══ Exercise input ══

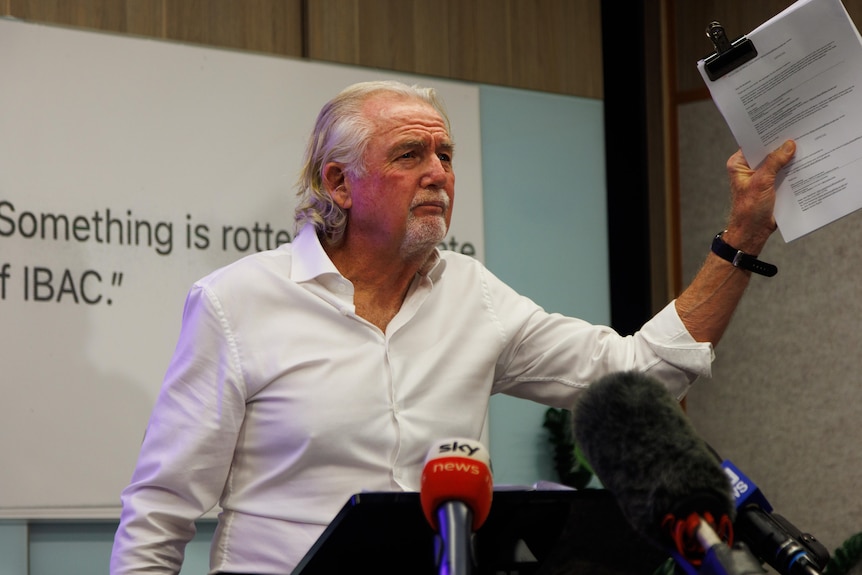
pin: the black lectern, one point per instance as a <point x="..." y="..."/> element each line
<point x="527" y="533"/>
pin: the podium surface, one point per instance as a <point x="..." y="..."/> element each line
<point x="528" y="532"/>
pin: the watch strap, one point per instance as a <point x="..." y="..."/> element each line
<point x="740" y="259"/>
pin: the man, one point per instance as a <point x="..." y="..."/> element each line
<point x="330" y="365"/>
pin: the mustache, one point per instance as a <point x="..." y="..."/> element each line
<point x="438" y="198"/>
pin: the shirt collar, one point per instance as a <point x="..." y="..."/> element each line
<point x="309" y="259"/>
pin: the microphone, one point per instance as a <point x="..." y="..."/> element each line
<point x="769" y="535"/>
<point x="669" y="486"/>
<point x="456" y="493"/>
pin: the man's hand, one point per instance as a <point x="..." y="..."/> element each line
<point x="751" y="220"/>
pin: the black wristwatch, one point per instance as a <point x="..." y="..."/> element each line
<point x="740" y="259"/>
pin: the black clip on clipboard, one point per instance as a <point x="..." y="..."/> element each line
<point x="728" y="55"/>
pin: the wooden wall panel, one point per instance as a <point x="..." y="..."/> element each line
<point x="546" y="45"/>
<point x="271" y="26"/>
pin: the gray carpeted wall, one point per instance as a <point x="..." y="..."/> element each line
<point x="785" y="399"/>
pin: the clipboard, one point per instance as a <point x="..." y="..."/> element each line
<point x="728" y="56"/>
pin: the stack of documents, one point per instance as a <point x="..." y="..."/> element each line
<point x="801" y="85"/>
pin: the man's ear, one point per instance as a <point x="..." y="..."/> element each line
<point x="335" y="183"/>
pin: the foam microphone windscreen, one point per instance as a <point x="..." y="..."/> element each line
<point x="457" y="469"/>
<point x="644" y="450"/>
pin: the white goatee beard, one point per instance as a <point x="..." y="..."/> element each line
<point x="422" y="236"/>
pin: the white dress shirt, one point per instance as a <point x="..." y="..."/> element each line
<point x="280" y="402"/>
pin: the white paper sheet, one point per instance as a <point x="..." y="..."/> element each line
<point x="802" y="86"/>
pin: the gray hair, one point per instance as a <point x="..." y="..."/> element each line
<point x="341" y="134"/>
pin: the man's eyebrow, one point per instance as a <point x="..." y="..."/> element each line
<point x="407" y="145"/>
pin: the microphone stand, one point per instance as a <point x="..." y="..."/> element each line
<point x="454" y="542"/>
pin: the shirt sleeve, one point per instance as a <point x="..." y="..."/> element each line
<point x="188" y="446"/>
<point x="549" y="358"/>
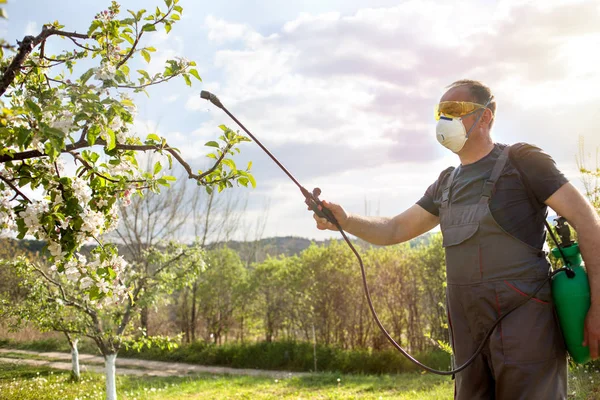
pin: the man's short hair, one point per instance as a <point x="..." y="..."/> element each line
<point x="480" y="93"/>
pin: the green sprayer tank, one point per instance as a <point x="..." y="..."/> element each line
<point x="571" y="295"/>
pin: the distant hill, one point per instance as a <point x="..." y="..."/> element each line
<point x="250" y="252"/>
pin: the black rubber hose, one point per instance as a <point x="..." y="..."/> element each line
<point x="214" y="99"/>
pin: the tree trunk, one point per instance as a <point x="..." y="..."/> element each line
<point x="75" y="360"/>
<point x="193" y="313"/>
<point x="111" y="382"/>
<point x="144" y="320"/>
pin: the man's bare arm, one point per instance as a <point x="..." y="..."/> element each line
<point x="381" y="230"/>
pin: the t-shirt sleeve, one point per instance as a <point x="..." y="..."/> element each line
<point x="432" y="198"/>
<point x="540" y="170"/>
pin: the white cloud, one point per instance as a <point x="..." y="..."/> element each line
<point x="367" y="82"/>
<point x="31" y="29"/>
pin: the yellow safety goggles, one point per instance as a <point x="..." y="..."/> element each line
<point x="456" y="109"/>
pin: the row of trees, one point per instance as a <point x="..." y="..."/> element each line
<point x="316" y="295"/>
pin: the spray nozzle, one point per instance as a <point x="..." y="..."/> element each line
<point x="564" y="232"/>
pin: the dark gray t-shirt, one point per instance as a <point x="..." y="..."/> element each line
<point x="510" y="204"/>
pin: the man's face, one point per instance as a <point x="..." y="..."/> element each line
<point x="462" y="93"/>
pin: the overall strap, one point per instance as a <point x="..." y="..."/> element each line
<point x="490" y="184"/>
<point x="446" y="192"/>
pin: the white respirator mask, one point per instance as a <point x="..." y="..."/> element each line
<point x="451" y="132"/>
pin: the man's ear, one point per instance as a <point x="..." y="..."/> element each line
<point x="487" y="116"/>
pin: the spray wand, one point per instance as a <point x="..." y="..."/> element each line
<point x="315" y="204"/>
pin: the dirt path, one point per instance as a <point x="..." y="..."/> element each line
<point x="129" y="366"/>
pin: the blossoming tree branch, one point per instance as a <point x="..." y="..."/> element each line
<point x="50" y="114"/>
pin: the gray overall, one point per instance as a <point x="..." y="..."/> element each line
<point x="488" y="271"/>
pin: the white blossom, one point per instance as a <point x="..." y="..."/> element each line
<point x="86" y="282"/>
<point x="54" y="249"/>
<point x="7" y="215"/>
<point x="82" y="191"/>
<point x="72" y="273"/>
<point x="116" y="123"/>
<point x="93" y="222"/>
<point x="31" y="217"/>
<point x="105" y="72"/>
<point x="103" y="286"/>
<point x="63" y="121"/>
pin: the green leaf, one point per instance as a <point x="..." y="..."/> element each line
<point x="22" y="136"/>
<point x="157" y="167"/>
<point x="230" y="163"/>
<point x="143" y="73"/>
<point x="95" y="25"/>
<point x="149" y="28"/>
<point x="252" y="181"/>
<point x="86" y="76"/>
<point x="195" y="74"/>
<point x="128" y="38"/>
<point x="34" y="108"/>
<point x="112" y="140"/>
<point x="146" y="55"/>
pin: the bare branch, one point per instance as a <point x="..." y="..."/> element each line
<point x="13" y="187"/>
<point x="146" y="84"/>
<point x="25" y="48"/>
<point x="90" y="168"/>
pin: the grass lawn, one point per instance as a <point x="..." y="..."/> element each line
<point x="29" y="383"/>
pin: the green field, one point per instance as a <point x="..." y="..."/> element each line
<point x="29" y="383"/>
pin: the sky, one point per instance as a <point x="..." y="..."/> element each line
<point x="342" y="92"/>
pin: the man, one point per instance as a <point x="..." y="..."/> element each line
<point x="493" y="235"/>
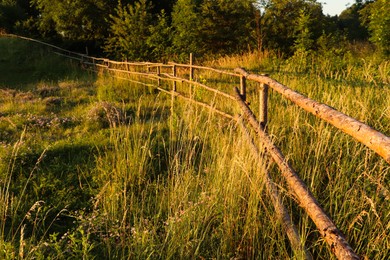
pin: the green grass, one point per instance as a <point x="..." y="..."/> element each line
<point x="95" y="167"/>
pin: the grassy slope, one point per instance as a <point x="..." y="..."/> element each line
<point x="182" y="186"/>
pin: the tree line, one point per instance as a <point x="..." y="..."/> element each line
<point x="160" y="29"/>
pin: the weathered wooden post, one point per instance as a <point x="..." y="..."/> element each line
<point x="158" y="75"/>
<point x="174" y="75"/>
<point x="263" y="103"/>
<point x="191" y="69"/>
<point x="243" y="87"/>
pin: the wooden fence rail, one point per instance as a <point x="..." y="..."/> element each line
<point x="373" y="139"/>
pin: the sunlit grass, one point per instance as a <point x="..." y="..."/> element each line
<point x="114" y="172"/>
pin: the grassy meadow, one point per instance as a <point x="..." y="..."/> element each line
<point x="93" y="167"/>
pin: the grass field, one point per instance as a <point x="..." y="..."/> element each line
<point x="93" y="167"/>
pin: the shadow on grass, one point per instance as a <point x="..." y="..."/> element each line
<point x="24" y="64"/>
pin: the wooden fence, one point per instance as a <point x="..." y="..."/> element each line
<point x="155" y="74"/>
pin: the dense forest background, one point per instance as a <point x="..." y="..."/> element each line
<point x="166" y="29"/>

═══
══ Exercise input ══

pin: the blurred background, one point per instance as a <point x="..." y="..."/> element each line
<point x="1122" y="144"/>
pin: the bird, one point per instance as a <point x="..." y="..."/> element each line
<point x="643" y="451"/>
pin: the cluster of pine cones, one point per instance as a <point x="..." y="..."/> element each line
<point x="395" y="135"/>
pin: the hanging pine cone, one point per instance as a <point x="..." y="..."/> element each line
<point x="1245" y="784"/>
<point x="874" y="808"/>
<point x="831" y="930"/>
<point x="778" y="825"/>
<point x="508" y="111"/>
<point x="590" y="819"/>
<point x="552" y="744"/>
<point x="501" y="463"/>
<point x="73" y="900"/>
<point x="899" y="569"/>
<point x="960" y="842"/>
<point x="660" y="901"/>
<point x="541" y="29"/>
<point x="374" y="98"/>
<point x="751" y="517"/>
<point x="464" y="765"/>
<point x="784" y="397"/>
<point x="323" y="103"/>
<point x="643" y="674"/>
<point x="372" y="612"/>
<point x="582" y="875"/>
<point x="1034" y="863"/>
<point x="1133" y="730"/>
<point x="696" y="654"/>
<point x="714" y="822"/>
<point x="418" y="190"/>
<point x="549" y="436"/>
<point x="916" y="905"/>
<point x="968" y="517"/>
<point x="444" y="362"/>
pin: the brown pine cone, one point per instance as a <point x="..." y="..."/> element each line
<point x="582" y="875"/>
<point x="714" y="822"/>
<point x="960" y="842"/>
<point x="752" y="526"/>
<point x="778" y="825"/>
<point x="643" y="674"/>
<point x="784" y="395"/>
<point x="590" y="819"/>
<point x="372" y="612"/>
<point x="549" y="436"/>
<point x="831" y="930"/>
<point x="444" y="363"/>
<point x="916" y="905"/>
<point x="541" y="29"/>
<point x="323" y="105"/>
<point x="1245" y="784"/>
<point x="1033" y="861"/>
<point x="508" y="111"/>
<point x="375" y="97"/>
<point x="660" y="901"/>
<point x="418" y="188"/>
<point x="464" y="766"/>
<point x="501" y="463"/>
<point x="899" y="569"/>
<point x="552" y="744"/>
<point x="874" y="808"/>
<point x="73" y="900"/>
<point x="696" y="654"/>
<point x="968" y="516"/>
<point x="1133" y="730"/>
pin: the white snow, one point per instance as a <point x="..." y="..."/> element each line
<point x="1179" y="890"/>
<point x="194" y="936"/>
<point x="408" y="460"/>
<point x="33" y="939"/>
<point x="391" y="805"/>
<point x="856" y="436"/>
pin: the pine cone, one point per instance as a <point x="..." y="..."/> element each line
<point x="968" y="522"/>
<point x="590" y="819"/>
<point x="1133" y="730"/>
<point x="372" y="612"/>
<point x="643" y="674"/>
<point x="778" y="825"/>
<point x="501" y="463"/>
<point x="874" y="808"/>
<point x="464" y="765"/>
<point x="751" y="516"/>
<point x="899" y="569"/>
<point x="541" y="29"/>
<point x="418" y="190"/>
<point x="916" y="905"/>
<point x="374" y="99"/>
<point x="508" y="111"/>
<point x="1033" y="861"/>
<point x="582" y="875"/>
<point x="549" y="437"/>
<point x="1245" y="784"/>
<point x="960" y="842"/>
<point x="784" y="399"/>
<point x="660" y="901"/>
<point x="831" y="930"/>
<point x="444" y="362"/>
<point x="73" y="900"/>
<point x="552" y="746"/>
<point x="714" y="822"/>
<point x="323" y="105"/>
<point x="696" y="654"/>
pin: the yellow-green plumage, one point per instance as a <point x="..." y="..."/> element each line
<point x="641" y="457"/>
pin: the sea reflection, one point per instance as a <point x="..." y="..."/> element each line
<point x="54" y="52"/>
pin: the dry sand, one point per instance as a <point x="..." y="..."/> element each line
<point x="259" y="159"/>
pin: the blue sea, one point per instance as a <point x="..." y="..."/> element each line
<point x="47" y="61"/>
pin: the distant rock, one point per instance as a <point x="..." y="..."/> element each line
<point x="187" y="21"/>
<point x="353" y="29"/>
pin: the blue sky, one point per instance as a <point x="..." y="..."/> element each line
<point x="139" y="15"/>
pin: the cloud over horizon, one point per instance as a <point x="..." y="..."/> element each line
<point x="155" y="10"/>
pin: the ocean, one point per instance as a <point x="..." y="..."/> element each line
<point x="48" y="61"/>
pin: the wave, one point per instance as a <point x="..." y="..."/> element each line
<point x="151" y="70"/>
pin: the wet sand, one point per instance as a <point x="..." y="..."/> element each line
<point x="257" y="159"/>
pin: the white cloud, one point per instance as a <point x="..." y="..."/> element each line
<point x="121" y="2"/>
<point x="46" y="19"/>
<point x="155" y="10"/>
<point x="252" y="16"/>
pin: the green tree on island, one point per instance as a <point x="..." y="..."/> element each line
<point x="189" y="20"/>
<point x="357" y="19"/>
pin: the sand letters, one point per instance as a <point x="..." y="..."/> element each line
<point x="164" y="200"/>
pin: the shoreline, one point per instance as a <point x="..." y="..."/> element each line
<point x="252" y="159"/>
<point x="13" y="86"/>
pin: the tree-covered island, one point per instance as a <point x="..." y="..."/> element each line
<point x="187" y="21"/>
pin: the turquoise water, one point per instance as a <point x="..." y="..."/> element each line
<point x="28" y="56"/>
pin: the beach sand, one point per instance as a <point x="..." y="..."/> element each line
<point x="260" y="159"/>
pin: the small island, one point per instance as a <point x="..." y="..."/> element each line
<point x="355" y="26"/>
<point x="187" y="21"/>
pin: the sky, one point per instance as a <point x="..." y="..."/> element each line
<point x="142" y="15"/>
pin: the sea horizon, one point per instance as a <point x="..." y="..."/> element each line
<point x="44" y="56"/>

═══
══ Exercise input ══

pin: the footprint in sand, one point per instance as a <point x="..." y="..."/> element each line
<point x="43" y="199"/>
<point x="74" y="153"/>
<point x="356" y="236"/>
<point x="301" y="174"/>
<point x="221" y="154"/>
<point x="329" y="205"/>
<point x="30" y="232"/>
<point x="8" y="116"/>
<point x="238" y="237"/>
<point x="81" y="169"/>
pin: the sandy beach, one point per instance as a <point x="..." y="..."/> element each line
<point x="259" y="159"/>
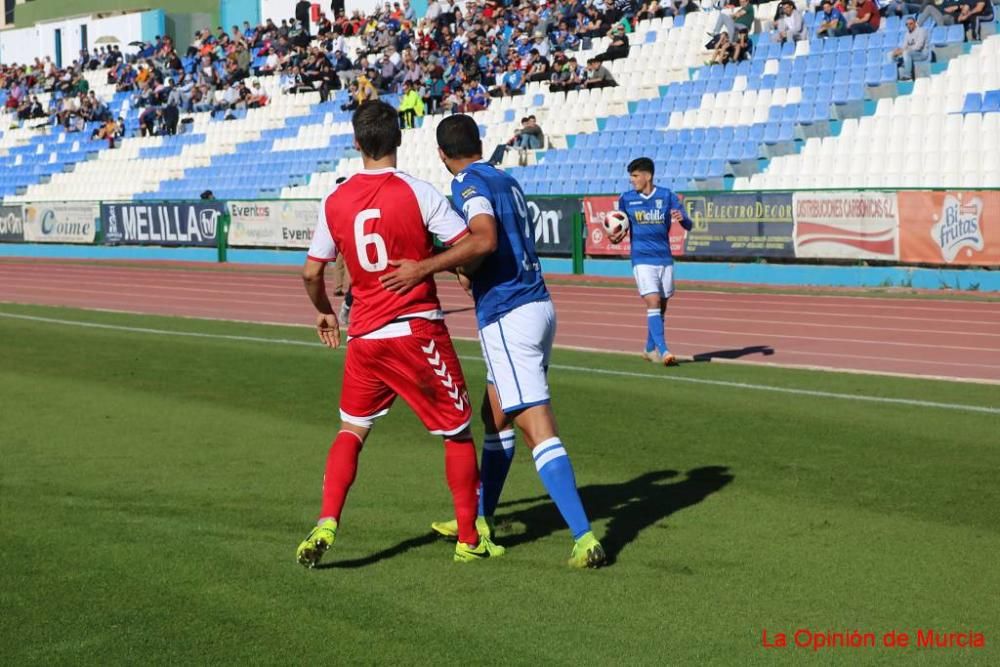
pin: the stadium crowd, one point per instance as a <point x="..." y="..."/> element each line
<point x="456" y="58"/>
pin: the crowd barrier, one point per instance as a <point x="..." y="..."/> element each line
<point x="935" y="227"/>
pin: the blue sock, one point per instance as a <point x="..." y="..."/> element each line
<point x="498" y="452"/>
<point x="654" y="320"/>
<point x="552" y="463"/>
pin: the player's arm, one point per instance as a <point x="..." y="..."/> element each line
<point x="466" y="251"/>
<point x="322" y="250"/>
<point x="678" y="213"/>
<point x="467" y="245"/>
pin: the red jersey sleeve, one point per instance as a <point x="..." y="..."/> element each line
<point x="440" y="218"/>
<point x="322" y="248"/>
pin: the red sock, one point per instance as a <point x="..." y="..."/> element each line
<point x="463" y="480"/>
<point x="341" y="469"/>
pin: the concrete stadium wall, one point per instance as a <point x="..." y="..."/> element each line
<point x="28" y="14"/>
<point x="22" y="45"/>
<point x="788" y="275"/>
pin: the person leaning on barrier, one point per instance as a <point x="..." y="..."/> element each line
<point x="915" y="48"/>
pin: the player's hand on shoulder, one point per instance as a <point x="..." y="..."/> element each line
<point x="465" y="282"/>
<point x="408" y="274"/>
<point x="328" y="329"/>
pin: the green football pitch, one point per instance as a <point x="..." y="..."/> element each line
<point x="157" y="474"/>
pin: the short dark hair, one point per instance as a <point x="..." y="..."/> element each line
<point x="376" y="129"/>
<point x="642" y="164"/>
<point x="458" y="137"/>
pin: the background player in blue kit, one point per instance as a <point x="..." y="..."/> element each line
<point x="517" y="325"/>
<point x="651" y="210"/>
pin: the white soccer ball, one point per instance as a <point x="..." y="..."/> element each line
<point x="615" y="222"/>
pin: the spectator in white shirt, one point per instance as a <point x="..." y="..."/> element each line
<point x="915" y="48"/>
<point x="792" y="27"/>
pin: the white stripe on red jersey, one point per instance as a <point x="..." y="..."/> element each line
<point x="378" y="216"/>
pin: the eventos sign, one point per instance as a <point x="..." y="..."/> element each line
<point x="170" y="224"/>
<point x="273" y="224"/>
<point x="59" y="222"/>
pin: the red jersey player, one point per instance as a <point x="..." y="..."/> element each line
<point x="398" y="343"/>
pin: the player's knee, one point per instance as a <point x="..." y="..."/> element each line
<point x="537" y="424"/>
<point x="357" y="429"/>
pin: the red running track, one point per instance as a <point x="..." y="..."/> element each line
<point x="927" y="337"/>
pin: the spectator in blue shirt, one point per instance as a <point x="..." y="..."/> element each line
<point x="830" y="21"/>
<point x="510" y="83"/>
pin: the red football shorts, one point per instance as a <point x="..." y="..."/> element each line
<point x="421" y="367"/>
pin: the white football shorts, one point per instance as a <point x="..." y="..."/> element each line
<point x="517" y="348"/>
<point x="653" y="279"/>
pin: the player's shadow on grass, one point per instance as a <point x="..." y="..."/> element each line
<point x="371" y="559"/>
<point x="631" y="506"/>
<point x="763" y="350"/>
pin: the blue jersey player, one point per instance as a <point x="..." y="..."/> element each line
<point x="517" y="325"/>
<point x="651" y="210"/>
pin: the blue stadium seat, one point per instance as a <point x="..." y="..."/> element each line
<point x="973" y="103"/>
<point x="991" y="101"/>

═══

# Task details
Extract each line of the records above that contains the word "branch".

# Response
pin: the blossoming tree branch, one point per instance as a <point x="..." y="..."/> element each line
pin: the bare branch, one point per instance as a <point x="..." y="..."/> element each line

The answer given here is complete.